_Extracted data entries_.
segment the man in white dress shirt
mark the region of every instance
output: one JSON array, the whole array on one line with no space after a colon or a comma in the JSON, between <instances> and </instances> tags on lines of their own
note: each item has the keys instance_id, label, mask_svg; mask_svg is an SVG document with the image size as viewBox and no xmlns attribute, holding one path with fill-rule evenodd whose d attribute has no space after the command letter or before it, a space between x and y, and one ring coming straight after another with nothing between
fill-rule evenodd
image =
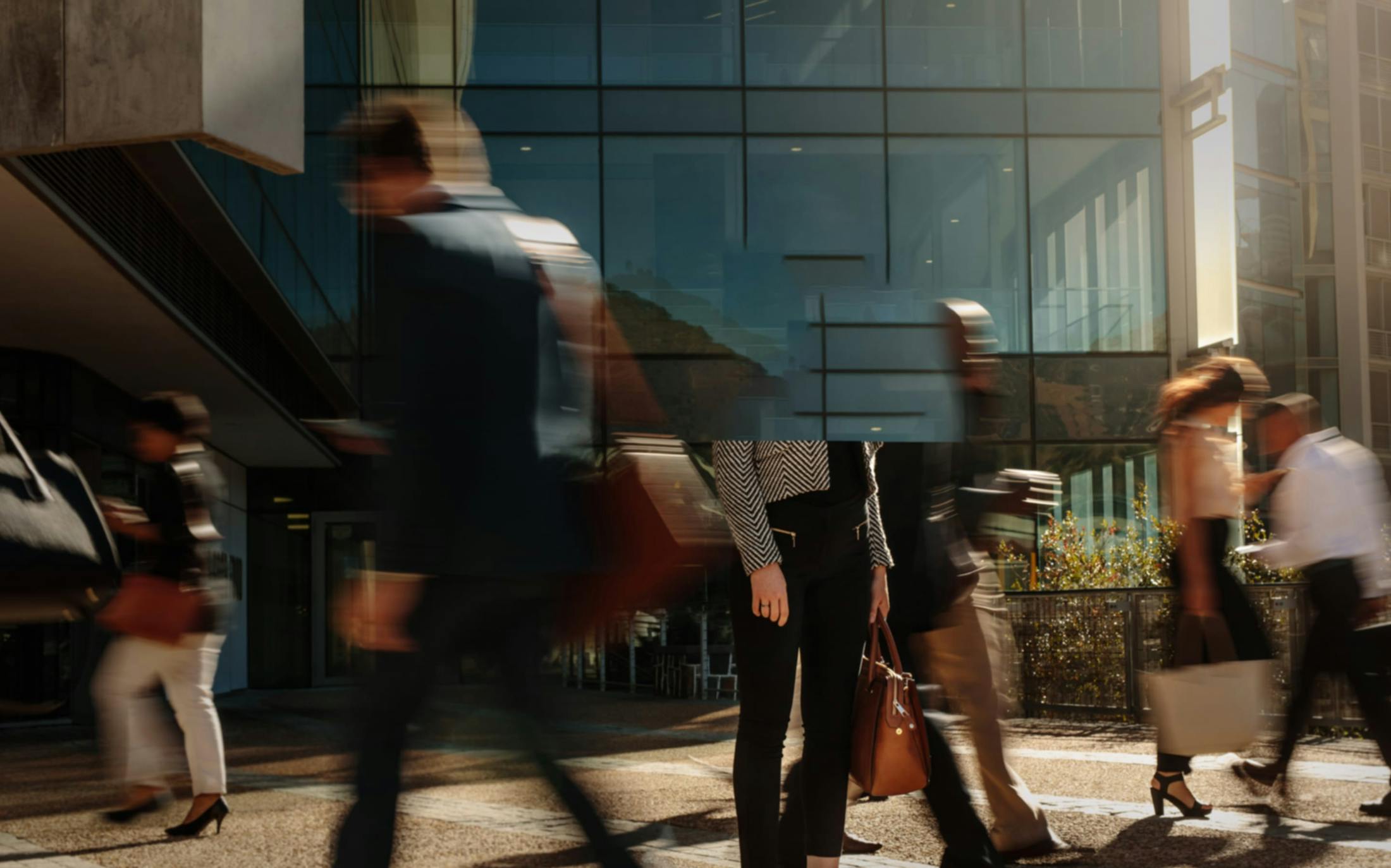
<instances>
[{"instance_id":1,"label":"man in white dress shirt","mask_svg":"<svg viewBox=\"0 0 1391 868\"><path fill-rule=\"evenodd\" d=\"M1246 761L1238 774L1271 785L1289 765L1295 742L1309 724L1313 686L1323 674L1345 672L1363 718L1391 765L1391 704L1376 661L1359 653L1355 629L1370 621L1391 594L1383 528L1388 524L1381 464L1337 428L1323 428L1319 403L1285 394L1260 414L1260 443L1280 456L1283 476L1270 497L1274 542L1256 549L1271 567L1294 567L1309 581L1316 617L1309 628L1301 672L1285 715L1280 757L1271 764ZM1362 806L1365 814L1391 815L1391 793Z\"/></svg>"}]
</instances>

_REQUIRED TASK_. Can you repeat every line of the entries above word for word, leaving the pictures out?

_IN RESPONSE_.
segment the man in white dress shirt
mark the region of every instance
output: one JSON array, the whole array on one line with no space after a colon or a comma in the JSON, between <instances> and </instances> tags on lines of their own
note: each item has the keys instance_id, label, mask_svg; mask_svg is an SVG document with the image size as viewBox and no xmlns attribute, holding one path with fill-rule evenodd whose d attribute has no space after the command letter or before it, a space between x and y, and one ring coming straight after another with nothing between
fill-rule evenodd
image =
<instances>
[{"instance_id":1,"label":"man in white dress shirt","mask_svg":"<svg viewBox=\"0 0 1391 868\"><path fill-rule=\"evenodd\" d=\"M1246 761L1238 774L1271 785L1289 765L1295 742L1309 724L1313 686L1323 674L1345 672L1363 718L1391 765L1391 704L1376 661L1359 653L1355 629L1370 621L1391 594L1383 528L1388 524L1381 464L1337 428L1323 428L1319 403L1285 394L1260 414L1260 443L1280 456L1283 476L1270 497L1274 542L1256 549L1271 567L1294 567L1309 581L1316 617L1309 628L1301 672L1285 715L1280 757L1271 764ZM1362 806L1365 814L1391 815L1391 793Z\"/></svg>"}]
</instances>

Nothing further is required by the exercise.